READING TEXT.

Ms. Arnott: The difference is that the surcharge is now imposed. When we look at American examples, we found that the majority of surcharge or surcharge-type measures were less than $1,000 and were paid quite promptly. The sense we got was that if someone was told that they must find a way, they will.
The intention here is to find a measure that suits the principles of sentencing. Part of that is responsibility to the victim and to the community.
Senator Jaffer: I get that. I get that most people, if they have the ability to pay, will do so. We also know that, sadly, we have citizens among us, whether they are Aboriginal or others, who truly cannot pay. You said fairly that they can apply for a waiver. For me, that is undue hardship, when the judge assesses that they truly cannot pay. Why take that judge's discretion away? I do not get that.
Ms. Arnott: I think all I can indicate to you, senator, is what I have already stated.
Senator Jaffer: I have a clarification question on the victim surcharge. It is a given that we all obviously want to help victims. The victim surcharge does not go to the specific victim. It goes into a fund, so it does not help this particular victim, the person the offender has hurt. It goes into a fund. How is that fund administered and what kind of things does it help? I guess this is a fund that helps victims generally. What kind of things does it do to help victims generally?
Ms. Arnott: Each province and territory has victim service legislation that provides what they want those funds to be used for. That is a decision that each province and territory has made based on their needs.
Senator Jaffer: Can I just stop you there? I come from British Columbia. Is this like the Workers' Compensation victims fund? Would the funds go there?
Ms. Arnott: It is in that it is a unique entity. Does that make any sense? The minister mentioned a few uses that the victim surcharge dollars can be put to. They can include court support, preparation of victim impact statements, and for some provinces it can go into compensation funds. It can include services like referrals to treatment, to counselling or to other community services. Each province and territory has indicated the uses that they want the surcharge dollars to go to.
Senator Jaffer: One other thing you mentioned was intention. What I am struggling with in all the things you are saying is what happens if a person has a mental illness and does not form the intention? Where does that person come in?
Carole Morency, Acting Director General and Senior General Counsel, Criminal Law Policy Section, Department of Justice Canada: Do you mean intention to commit the offence?
Senator Jaffer: No, he has already been found guilty. That is a given. I am past that. You were saying that one is an option if it shows he is making no efforts to pay, and then imprisonment would be looked at as an option. My concern is if someone is found guilty and has mental issues, how do we assess intention?

RECORDS SHOWN.
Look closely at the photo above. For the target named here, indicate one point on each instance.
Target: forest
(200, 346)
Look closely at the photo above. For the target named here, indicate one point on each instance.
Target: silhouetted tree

EXERCISES TO COMPLETE.
1. Rewrite the paragraph of the transcript on the victim surcharge that begins "Ms. Arnott: It is in that it is a unique entity" as a short list, keeping its main facts.
2. Retype the passage of the transcript on the victim surcharge word for word, starting with "Ms. Arnott: The" and going on through "to the community.".
3. Extend the transcript on the victim surcharge, picking up after its final line.

THE ANSWERS.
1.
Ms. Arnott:
- The fund is a unique entity.
- The minister mentioned some uses of victim surcharge dollars:
  - court support
  - preparation of victim impact statements
  - compensation funds, in some provinces
  - services such as referrals to treatment, counseling or other community services
- Each province and territory has indicated the uses it wants the surcharge dollars to go to.

2.
Ms. Arnott: The difference is that the surcharge is now imposed. When we look at American examples, we found that the majority of surcharge or surcharge-type measures were less than $1,000 and were paid quite promptly. The sense we got was that if someone was told that they must find a way, they will.
The intention here is to find a measure that suits the principles of sentencing. Part of that is responsibility to the victim and to the community.

3.
Ms. Morency: I think you have to come back to the principle here. When the surcharge is imposed, the offender pays. If the offender is unable to pay or needs time to pay or some other consideration, there are means to provide a reasonable period of time to pay. They may be unable to pay due to a reasonable excuse. The Wu case stands for the proposition if they are financially destitute, which is a reasonable excuse. I guess it would be open to the court to consider whether a person's mental incapacity was such as to constitute a reasonable excuse that rendered them unable to pay. Is that possible? It is possible.
Senator Jaffer: The court can still decide that. I thought that the court could not consider undue hardship.
Ms. Morency: The court would not consider it in the way that you are suggesting. The court would consider it as it exists in terms of when a court can order to issue a warrant for the committal of the offender. The court can do that only in the circumstances already set out in section 734.7 of the Criminal Code, to which the senator and my colleague referred.
If the offender has refused to pay the fine without reasonable excuse or to discharge it, that could be consideration for the court to issue the warrant for committal. The court or the justice of the peace would have an opportunity to consider.
Senator Jaffer: That would be at the time of the issuance of the warrant.
Ms. Morency: Right.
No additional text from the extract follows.